## SELECTED TEXT
________________________

All the good things coming

As I mentioned in this post, a bunch of exciting things are coming up.
While I was back home over Christmas, I wasn’t missing New Zealand one bit. I didn’t want to go back. Why? Because I had nothing waiting for me there. With the exception of the summer basketball season coming up, I had absolutely nothing planned – and that scared me.
But since I couldn’t avoid going back – and I didn’t want to stay in Italy either – I decided to take the situation into my own hands and create something exciting to look forward to.
So here’s what I did:

  • Quit the dogs
    As much as I love my doggos, I had been walking them for about seven months now and I knew it was time to move on. This job was not adding anything to my CV and it was preventing me from applying to other potential positions that could have opened more doors to what I actually wanted to do. It was not an easy decision but I’m glad I made it.
  • Gave design agencies a go
    Before leaving for my Christmas break I met with a very interesting dude who gave me a bunch of contacts for some design agencies that might give me a chance. I’ve checked them out and made a list of my favourites, so I can contact them and show them how brilliant I am.
  • Applied at Commonsense
    I already had an interview here last winter which went great, but unfortunately they were looking for someone to work over Christmas and I wasn’t going to be there. So I called them back a few days ago and boom – I got a job! This is just a casual position for now but there are good chances that it’s going to turn into a part-time soon. I am very excited about this job as it’s exactly what I was looking for: something flexible, that keeps me active, in a friendly environment, aware of Zero Waste and veganism. I’m starting next week. Score!
  • Sent more CVs
    After all it’s after the holiday, which is the best time of the year to apply for jobs. Since I have time anyway, it would be a shame not to send as many CVs as possible for a couple of months and see what happens.
  • Reserved three days a week to write my book
    I’m writing a book! There, I’ve said it. This is something I’ve always wanted to do but never had the time or balls to do. But since now I’m in a (mental and physical) space to follow my passions, I’ve decided to take on this huge project and DO IT. I haven’t sent myself a deadline but I do want to take it seriously and fucking finish it.

There’s also something else happening but I’m not in the position to reveal it just yet (mainly cos it’s probably a way too ambitious project that might never happen so I’d  rather not disclose it in the first place, but we’ll see).
What are your plans for 2018?


‘Tis the season

It’s after the holidays, and I’ve been thinking a lot about how being a Zero Waster/wannabe-minimalist/life simplifier relates to the consumerist mindset and spending spree that is the holiday season.
Up until not very long ago, I didn’t think much about Christmas presents. It was just something you had to do. During my London years, I used to associate the appearance of Christmas decorations in Oxford street to the daunting awareness that I had to get people stuff. Every Christmas I would fly back home with a suitcases full of presents for my friends and family, and as much as I did enjoy buying nice things for them, I also felt like this was an obligation more than a pleasure.
December 2016 was our first Christmas in New Zealand, and since we were not going home I didn’t buy any presents to my loved ones. Instead, I sent them cards that I painted myself, and wrote them letters saying that I missed them. That was the most personal gift I’ve ever given them.

________________________

## DATA SECTION
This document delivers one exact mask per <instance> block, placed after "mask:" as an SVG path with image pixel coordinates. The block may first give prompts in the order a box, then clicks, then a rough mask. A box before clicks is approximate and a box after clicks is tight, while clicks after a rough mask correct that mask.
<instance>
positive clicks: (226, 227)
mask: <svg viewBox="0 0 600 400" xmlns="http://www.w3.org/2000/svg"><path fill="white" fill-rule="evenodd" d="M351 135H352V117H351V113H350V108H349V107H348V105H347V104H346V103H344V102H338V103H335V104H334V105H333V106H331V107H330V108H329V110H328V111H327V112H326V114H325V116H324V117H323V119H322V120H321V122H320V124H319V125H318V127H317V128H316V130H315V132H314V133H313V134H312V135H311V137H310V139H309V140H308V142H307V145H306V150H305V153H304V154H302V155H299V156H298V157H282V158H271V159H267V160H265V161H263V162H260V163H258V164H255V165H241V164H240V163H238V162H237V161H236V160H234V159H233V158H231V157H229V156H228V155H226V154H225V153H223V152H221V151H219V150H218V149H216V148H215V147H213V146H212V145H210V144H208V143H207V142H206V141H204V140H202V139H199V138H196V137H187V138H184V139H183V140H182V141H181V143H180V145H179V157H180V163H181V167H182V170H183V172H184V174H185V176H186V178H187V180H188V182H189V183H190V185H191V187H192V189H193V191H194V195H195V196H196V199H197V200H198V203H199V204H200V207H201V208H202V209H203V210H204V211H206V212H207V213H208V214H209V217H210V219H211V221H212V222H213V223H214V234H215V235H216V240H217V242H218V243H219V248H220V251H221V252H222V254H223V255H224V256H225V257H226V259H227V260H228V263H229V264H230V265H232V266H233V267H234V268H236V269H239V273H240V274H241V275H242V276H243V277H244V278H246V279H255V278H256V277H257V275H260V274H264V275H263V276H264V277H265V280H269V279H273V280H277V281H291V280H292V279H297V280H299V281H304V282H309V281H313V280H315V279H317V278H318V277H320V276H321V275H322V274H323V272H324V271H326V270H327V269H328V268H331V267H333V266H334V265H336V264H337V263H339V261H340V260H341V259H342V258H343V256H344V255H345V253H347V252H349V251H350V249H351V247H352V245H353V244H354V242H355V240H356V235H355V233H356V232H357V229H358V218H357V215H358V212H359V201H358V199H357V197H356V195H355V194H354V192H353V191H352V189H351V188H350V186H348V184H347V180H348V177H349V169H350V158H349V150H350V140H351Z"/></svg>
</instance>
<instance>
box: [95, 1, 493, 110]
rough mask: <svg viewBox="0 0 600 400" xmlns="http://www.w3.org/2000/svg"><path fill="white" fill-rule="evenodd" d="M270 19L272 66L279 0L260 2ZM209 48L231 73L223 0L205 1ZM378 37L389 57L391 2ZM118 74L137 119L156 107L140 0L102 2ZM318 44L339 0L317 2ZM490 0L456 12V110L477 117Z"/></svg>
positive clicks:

________________________

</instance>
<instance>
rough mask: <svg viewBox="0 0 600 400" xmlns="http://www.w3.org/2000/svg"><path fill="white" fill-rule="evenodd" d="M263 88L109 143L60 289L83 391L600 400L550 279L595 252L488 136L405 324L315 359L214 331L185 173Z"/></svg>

________________________

## COMPLETE THE FOLLOWING
1. Copy the blog post word for word from "While I was" to "glad I made it.".
2. According to the blog post, for how long had the writer been walking the dogs before quitting?
The records have no connection to the blog post.

## WRITTEN RESPONSES
1.
While I was back home over Christmas, I wasn’t missing New Zealand one bit. I didn’t want to go back. Why? Because I had nothing waiting for me there. With the exception of the summer basketball season coming up, I had absolutely nothing planned – and that scared me.
But since I couldn’t avoid going back – and I didn’t want to stay in Italy either – I decided to take the situation into my own hands and create something exciting to look forward to.
So here’s what I did:

  • Quit the dogs
    As much as I love my doggos, I had been walking them for about seven months now and I knew it was time to move on. This job was not adding anything to my CV and it was preventing me from applying to other potential positions that could have opened more doors to what I actually wanted to do. It was not an easy decision but I’m glad I made it.

2. About seven months.